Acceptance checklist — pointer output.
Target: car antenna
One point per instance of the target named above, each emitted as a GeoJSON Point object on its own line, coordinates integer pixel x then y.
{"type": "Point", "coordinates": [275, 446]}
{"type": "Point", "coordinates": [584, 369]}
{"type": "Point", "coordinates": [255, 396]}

***

Set down every line of the records above again, word for word and in the same order.

Expected answer
Acceptance checklist — pointer output.
Target: car antenna
One point per instance of the target named above, each emitted as a GeoJSON Point object on its own line, coordinates integer pixel x then y.
{"type": "Point", "coordinates": [275, 446]}
{"type": "Point", "coordinates": [584, 369]}
{"type": "Point", "coordinates": [255, 396]}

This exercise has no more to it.